◆ Stored data entries:

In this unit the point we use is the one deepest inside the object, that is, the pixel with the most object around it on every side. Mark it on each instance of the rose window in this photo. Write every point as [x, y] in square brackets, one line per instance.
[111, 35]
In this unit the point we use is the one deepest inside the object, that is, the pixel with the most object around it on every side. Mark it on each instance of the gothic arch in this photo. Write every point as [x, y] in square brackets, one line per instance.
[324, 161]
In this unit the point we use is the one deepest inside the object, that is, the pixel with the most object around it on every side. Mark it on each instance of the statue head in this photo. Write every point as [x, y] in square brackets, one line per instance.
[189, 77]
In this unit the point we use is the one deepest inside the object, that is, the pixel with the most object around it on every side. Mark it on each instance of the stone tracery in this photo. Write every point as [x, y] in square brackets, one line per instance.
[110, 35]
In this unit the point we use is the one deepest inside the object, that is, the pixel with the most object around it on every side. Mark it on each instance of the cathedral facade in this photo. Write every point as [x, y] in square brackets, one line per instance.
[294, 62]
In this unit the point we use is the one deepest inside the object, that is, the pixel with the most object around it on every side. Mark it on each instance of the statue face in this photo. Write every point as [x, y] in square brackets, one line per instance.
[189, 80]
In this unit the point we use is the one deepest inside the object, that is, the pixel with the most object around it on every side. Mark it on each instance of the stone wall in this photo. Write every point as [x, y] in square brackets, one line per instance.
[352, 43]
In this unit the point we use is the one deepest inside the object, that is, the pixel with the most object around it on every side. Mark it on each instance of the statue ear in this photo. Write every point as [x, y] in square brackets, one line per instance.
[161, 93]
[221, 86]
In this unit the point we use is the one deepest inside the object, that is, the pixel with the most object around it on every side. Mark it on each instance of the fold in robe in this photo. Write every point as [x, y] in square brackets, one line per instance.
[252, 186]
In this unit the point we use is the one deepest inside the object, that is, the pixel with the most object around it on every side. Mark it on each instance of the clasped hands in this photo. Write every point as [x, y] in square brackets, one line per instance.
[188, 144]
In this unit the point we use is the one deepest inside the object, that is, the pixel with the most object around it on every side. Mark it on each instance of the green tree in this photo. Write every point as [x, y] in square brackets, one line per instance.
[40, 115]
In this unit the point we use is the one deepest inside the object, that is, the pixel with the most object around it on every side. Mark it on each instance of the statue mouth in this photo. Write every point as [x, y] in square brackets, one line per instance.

◆ ASSIGNMENT: The records above should be given again in full, exactly as written.

◆ RESULT FOR THIS EXERCISE:
In this unit the point we use is the one deepest inside the object, that is, the pixel with the most object around it on every side. Mark it on each instance of the rose window in this photo. Write every point as [x, y] in square brackets, one line per instance.
[111, 35]
In this unit the point we use is the one deepest inside the object, that is, the pixel with the most object around it on every side. Mark it on each instance of the gothic arch in this photo. Write every point as [x, y] in square brackets, one line per instance.
[324, 161]
In this unit the point we use is the one deepest inside the object, that is, the pixel with the most object around it on every side. Mark it on each instance of the statue head in this photo. Write every point as [x, y] in square brackets, one line per instance.
[189, 77]
In this unit the point we use is the one deepest inside the object, that is, the pixel with the most object around it on every side. Mark it on each instance of the stone tracery in this photo. Write every point as [x, y] in square brackets, one line per instance.
[110, 35]
In this unit the point we use is the one deepest inside the object, that is, the pixel with the most object around it on every side. Mark it on each instance of the cathedral facade in this photo. Write every point as [x, y] in square brackets, one line per instance.
[294, 62]
In this unit the point we use is the one deepest inside the object, that is, the pixel with the most object around it on every side. Mark it on each instance of the statue face in this photo. Write every point as [x, y] in square brackets, one line per instance.
[189, 80]
In this unit the point we use is the one deepest inside the object, that is, the pixel with the most object around it on every side. Mark it on each instance of the stone wall in this photo. Write every point as [x, y] in square brackets, one line per instance.
[352, 43]
In this unit the point we use is the one deepest inside the object, that is, the pixel with the most object around it on every side. Mark it on each instance of the statue ear in this photo. Write every point as [x, y] in square brackets, one line per instance.
[161, 93]
[221, 86]
In this unit the point we use is the one deepest inside the object, that is, the pixel with the most object around it on every side. Mark it on each instance of the fold in robe in this photo. Write every point as [x, y] in square brackets, one line per instance.
[252, 186]
In this unit the point we use is the one deepest inside the object, that is, the pixel with the most object around it on every side. Mark it on each instance of the clasped hands in this photo. Write every point as [x, y] in square brackets, one line per instance.
[188, 144]
In this unit the point we use is the one deepest inside the object, that is, the pixel with the most object around it on every side. Mark it on each instance of the green tree in this photo. Write every point as [x, y] in square brackets, one line per instance.
[40, 115]
In this unit the point we use is the one deepest inside the object, that is, the pixel with the most object around it on every side. Mark it on each instance of the statue mouth in this photo. Write every point as [x, y] in square brackets, one line per instance.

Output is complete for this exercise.